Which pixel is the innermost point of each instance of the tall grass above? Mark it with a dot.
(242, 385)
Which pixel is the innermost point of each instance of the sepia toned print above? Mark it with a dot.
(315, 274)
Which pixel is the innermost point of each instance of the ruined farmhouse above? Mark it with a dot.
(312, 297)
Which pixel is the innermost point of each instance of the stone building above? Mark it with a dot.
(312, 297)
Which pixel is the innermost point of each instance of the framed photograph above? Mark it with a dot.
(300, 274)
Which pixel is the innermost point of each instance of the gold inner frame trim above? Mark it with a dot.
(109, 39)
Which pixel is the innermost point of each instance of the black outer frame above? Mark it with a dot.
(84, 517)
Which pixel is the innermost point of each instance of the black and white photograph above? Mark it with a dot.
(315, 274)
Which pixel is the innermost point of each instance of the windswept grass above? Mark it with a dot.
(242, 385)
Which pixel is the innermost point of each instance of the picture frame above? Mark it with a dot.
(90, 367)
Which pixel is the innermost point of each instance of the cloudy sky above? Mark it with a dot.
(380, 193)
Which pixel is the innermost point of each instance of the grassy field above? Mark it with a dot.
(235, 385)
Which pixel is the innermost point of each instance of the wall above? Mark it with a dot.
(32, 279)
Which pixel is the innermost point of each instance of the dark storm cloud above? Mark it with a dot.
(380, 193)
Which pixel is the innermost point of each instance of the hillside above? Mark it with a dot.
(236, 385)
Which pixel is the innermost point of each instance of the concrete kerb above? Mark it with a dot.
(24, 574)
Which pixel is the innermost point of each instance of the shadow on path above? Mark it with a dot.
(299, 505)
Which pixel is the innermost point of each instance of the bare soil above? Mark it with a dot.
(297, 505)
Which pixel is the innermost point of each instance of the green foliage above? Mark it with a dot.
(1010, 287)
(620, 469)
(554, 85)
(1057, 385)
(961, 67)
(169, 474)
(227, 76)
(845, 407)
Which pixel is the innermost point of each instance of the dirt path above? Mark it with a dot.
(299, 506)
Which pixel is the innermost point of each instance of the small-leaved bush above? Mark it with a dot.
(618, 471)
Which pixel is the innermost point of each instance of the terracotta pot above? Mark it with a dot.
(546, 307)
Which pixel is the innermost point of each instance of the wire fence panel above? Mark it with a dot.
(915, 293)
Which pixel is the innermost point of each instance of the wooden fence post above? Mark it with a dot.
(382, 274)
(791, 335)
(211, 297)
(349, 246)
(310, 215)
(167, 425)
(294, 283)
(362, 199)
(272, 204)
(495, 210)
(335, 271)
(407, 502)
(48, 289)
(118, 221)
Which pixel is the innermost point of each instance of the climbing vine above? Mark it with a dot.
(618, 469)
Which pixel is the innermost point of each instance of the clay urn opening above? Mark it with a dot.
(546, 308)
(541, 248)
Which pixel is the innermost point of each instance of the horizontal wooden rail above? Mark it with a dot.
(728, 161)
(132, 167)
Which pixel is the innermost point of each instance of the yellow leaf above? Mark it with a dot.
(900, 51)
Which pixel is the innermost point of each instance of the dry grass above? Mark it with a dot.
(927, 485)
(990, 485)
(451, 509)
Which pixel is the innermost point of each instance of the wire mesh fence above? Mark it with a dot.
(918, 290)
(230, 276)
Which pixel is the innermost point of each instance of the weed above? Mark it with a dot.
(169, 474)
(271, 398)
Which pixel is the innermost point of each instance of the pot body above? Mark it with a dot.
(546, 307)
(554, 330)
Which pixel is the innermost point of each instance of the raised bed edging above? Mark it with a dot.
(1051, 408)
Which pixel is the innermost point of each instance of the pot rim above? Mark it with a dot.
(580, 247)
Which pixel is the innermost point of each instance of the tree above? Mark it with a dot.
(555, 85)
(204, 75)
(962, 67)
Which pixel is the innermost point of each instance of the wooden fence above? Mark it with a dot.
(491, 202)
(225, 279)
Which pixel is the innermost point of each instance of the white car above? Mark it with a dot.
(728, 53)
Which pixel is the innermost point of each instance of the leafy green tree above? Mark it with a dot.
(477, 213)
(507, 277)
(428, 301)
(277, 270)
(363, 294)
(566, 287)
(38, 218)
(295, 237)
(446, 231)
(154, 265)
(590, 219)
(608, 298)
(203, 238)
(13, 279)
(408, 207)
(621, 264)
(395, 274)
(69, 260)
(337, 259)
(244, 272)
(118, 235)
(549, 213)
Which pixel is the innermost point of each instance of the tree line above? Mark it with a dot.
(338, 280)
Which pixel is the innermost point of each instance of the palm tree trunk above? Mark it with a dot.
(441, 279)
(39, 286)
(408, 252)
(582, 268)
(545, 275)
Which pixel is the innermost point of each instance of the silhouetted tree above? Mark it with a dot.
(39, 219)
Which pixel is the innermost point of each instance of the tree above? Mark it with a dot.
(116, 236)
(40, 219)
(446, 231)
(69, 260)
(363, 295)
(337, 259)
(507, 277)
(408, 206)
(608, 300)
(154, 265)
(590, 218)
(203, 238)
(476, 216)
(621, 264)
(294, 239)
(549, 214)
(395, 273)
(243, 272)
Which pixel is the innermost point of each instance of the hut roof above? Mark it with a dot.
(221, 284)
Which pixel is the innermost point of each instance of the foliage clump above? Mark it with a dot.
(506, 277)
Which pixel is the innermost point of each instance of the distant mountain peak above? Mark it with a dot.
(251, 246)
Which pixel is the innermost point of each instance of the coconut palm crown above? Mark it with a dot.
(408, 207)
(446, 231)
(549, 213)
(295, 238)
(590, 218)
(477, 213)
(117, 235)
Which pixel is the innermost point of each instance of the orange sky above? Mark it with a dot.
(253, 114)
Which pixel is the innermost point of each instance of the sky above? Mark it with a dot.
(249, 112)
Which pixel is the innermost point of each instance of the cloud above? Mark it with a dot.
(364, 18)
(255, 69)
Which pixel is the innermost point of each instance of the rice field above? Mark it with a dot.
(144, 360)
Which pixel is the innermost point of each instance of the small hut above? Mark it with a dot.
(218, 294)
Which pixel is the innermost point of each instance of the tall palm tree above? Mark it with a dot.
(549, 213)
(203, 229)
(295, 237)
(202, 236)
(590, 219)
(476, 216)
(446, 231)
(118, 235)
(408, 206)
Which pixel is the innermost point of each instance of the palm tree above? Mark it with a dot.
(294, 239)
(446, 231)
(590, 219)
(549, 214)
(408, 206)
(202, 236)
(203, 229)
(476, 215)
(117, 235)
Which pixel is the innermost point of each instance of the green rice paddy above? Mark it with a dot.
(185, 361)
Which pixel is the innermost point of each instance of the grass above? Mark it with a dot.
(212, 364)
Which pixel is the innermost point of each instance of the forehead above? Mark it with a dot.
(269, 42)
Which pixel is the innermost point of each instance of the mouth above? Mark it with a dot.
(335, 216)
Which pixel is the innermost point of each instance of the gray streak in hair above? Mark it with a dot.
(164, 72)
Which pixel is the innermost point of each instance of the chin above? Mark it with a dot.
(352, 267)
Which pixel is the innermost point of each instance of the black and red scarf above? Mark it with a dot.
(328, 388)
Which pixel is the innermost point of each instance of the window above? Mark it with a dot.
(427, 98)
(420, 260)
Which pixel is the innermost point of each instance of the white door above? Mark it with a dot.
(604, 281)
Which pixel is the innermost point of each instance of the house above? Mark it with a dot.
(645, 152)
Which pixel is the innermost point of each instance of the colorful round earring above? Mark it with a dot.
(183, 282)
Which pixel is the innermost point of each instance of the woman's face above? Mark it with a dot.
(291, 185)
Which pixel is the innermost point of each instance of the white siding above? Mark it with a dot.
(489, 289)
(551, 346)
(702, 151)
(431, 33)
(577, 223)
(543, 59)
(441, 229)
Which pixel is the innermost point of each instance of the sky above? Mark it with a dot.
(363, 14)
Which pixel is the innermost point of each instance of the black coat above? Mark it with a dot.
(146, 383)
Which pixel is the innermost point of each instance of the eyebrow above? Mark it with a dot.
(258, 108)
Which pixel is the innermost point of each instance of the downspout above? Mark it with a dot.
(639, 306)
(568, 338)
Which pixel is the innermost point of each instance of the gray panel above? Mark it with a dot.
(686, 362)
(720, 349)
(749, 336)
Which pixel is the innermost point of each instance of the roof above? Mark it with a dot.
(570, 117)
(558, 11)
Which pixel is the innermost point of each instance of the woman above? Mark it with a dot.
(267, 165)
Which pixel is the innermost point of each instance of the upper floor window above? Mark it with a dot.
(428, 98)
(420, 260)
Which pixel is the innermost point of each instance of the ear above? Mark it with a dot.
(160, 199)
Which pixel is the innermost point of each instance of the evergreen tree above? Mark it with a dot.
• • • • •
Directions for this task: Transcribe only the trailing portion of the entries above: the line that contains "coat above? Mark it with a dot." and each line after it.

Output:
Which pixel is the innermost point of each instance of the black coat above? Mark it with a dot.
(146, 383)
Which pixel is the innermost point of each instance of the eyebrow above? Mark it with a dot.
(258, 108)
Which pixel is the innermost point of each instance of the downspout above? Mark it with a dot.
(639, 306)
(568, 338)
Which pixel is the innermost point of each instance of the gray panel above? Mark it with a dot.
(686, 362)
(720, 349)
(749, 336)
Which pixel is the innermost point of each instance of the roof above? Mark it with a dot.
(570, 117)
(558, 11)
Which pixel is the innermost point of each instance of the woman above? Mark it with a dot.
(267, 165)
Which pixel is the innermost point of each instance of the upper floor window above? Mark it with a dot.
(428, 98)
(420, 260)
Which pixel is the innermost point of each instance of the ear above? Mark it with a dot.
(160, 199)
Which pixel is the innermost point of each instance of the evergreen tree above? Mark it with a dot.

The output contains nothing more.